**** GIVEN DATA ****

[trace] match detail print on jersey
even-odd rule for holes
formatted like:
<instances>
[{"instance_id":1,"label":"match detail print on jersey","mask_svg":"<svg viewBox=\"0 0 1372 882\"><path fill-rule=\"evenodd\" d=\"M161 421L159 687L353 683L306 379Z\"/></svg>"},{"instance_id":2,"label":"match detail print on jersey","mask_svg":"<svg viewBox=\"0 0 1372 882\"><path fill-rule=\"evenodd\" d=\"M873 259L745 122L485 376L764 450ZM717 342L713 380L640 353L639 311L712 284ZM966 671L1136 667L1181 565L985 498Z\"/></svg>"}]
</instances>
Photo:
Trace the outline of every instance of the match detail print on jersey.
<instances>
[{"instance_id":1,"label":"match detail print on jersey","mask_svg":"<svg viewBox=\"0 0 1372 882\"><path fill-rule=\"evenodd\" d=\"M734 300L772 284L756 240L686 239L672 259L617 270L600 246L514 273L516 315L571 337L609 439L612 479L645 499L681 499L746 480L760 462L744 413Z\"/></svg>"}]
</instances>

****

GOAL -> How many lines of the material contain the string "label"? Case counts; reply with the number alone.

ANSWER FOR THE TASK -> 2